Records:

============

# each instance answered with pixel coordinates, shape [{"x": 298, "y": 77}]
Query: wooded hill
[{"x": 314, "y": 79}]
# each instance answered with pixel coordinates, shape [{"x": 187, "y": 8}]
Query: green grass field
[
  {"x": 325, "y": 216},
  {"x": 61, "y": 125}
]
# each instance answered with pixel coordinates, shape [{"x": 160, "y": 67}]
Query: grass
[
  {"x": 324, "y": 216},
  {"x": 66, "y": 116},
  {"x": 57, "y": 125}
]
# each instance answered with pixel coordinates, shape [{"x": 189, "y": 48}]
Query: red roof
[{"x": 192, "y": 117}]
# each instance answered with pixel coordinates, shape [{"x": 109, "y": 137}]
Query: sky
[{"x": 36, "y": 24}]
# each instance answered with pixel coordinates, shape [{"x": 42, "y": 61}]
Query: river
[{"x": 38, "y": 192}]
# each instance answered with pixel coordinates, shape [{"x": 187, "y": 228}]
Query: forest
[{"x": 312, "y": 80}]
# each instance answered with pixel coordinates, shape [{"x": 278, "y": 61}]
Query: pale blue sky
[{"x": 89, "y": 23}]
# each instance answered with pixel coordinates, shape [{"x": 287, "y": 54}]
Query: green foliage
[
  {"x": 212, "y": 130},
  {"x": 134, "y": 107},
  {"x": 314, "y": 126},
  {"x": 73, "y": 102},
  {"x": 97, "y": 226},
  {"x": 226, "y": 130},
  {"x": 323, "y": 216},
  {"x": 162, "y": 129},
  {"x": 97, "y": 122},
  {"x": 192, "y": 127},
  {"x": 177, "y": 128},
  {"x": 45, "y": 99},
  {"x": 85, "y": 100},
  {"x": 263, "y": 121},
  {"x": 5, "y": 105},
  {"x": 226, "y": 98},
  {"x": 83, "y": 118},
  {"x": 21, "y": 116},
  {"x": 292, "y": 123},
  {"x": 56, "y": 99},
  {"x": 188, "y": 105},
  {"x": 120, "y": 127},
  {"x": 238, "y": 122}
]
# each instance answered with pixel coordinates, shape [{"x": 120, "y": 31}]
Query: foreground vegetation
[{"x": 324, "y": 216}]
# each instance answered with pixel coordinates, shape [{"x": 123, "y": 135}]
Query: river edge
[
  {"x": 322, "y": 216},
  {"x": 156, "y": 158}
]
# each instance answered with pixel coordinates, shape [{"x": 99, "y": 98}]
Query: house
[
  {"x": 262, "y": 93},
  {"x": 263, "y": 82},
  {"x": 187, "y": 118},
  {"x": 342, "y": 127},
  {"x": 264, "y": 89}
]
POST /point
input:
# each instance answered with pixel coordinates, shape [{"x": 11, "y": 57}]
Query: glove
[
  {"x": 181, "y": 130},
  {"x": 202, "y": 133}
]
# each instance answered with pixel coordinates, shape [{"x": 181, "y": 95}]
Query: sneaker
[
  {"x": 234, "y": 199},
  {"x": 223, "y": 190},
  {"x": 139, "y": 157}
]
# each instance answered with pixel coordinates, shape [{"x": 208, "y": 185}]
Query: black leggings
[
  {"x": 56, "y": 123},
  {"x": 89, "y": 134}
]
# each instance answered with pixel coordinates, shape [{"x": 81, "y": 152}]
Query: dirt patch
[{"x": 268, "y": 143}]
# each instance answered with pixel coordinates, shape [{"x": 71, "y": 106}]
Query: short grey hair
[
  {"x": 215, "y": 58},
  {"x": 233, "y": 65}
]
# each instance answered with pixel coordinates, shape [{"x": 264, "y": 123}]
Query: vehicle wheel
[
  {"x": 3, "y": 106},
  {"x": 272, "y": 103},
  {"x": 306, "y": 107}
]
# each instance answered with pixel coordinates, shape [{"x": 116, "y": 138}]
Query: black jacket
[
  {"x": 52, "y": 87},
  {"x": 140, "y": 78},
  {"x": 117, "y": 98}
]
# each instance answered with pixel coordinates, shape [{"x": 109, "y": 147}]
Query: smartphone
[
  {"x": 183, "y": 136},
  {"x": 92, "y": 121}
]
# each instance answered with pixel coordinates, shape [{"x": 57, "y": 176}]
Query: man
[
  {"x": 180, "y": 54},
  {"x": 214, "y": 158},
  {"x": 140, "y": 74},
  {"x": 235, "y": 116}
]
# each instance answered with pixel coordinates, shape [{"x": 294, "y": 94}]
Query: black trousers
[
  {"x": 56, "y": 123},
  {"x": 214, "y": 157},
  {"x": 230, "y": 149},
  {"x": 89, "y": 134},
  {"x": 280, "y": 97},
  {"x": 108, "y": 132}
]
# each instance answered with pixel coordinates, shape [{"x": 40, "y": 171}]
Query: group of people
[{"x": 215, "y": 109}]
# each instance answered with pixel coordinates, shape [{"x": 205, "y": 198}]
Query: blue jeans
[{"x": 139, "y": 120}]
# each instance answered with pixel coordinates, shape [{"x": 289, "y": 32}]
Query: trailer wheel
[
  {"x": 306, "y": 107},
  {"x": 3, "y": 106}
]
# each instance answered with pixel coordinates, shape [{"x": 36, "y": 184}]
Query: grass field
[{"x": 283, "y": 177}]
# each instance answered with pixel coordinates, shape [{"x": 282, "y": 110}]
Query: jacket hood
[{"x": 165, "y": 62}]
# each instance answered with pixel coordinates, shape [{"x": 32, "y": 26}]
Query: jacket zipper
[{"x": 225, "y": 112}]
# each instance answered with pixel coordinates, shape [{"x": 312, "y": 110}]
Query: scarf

============

_WHAT TO DO_: Retype all of the data shown above, word for word.

_EXERCISE RESPONSE_:
# each instance answered with pixel coordinates, shape [{"x": 298, "y": 77}]
Query: wooded hill
[{"x": 314, "y": 79}]
# each instance answered with pixel coordinates, shape [{"x": 187, "y": 8}]
Query: green grass field
[
  {"x": 325, "y": 216},
  {"x": 61, "y": 125}
]
# each instance answered with pixel coordinates, shape [{"x": 160, "y": 67}]
Query: grass
[
  {"x": 324, "y": 216},
  {"x": 66, "y": 116},
  {"x": 57, "y": 125}
]
# each instance answered with pixel coordinates, shape [{"x": 189, "y": 48}]
Query: red roof
[{"x": 192, "y": 117}]
# each instance answered with pixel coordinates, shape [{"x": 109, "y": 137}]
Query: sky
[{"x": 36, "y": 24}]
# each instance answered with pixel coordinates, shape [{"x": 42, "y": 61}]
Query: river
[{"x": 38, "y": 192}]
# each instance answered with pixel coordinates, shape [{"x": 187, "y": 228}]
Query: forest
[{"x": 312, "y": 80}]
# each instance answered with pixel coordinates, shape [{"x": 278, "y": 61}]
Query: pale blue sky
[{"x": 89, "y": 23}]
# each instance answered with pixel coordinates, shape [{"x": 287, "y": 54}]
Query: green foliage
[
  {"x": 212, "y": 130},
  {"x": 134, "y": 107},
  {"x": 314, "y": 126},
  {"x": 73, "y": 102},
  {"x": 97, "y": 226},
  {"x": 226, "y": 130},
  {"x": 323, "y": 216},
  {"x": 162, "y": 129},
  {"x": 97, "y": 122},
  {"x": 192, "y": 127},
  {"x": 177, "y": 128},
  {"x": 45, "y": 99},
  {"x": 85, "y": 100},
  {"x": 263, "y": 121},
  {"x": 5, "y": 105},
  {"x": 226, "y": 98},
  {"x": 83, "y": 118},
  {"x": 21, "y": 116},
  {"x": 292, "y": 123},
  {"x": 56, "y": 99},
  {"x": 188, "y": 105},
  {"x": 120, "y": 127},
  {"x": 238, "y": 122}
]
# each instance answered with pixel coordinates, shape [{"x": 120, "y": 31}]
Query: foreground vegetation
[{"x": 324, "y": 216}]
# each instance answered with pixel coordinates, shape [{"x": 123, "y": 135}]
Query: river edge
[
  {"x": 322, "y": 216},
  {"x": 156, "y": 158}
]
# each instance answered with pixel coordinates, shape [{"x": 99, "y": 98}]
Query: house
[
  {"x": 262, "y": 93},
  {"x": 263, "y": 82},
  {"x": 187, "y": 118},
  {"x": 342, "y": 127},
  {"x": 264, "y": 89}
]
POST /point
input:
# each instance answered with pixel coordinates, shape [{"x": 11, "y": 57}]
Query: glove
[
  {"x": 181, "y": 130},
  {"x": 202, "y": 133}
]
# each instance answered with pixel coordinates, shape [{"x": 181, "y": 95}]
Query: sneaker
[
  {"x": 234, "y": 199},
  {"x": 223, "y": 190},
  {"x": 139, "y": 157}
]
# each instance answered with pixel coordinates, shape [{"x": 208, "y": 185}]
Query: black leggings
[
  {"x": 56, "y": 123},
  {"x": 89, "y": 134}
]
# each instance answered with pixel coordinates, shape [{"x": 81, "y": 152}]
Query: dirt patch
[{"x": 268, "y": 143}]
# each instance answered with pixel coordinates, shape [{"x": 71, "y": 106}]
Query: short grey hair
[
  {"x": 215, "y": 58},
  {"x": 233, "y": 65}
]
# each instance answered with pixel coordinates, shape [{"x": 264, "y": 123}]
Query: vehicle wheel
[
  {"x": 3, "y": 106},
  {"x": 272, "y": 103},
  {"x": 306, "y": 107}
]
# each instance answered with pixel coordinates, shape [{"x": 116, "y": 138}]
Query: black jacket
[
  {"x": 52, "y": 87},
  {"x": 140, "y": 78},
  {"x": 117, "y": 98}
]
# each instance answered with pixel coordinates, shape [{"x": 109, "y": 147}]
Query: smartphone
[
  {"x": 183, "y": 136},
  {"x": 92, "y": 121}
]
# each instance answered with pixel coordinates, shape [{"x": 57, "y": 176}]
Query: man
[
  {"x": 180, "y": 54},
  {"x": 214, "y": 158},
  {"x": 140, "y": 74},
  {"x": 235, "y": 116}
]
# each instance answered with pixel coordinates, shape [{"x": 294, "y": 94}]
Query: black trousers
[
  {"x": 56, "y": 123},
  {"x": 214, "y": 157},
  {"x": 230, "y": 149},
  {"x": 89, "y": 134},
  {"x": 280, "y": 97},
  {"x": 108, "y": 132}
]
# each instance answered with pixel coordinates, shape [{"x": 40, "y": 171}]
Query: group of people
[{"x": 215, "y": 109}]
# each instance answered with pixel coordinates, shape [{"x": 205, "y": 198}]
Query: blue jeans
[{"x": 139, "y": 120}]
# each instance answered with pixel coordinates, shape [{"x": 289, "y": 32}]
Query: trailer wheel
[
  {"x": 306, "y": 107},
  {"x": 3, "y": 106}
]
# each instance answered with pixel coordinates, shape [{"x": 36, "y": 184}]
Query: grass field
[{"x": 283, "y": 177}]
# each instance answered with pixel coordinates, shape [{"x": 282, "y": 110}]
Query: jacket hood
[{"x": 165, "y": 62}]
# each instance answered with pixel coordinates, shape [{"x": 32, "y": 26}]
Query: jacket zipper
[{"x": 225, "y": 112}]
# each instance answered with pixel coordinates, shape [{"x": 312, "y": 110}]
Query: scarf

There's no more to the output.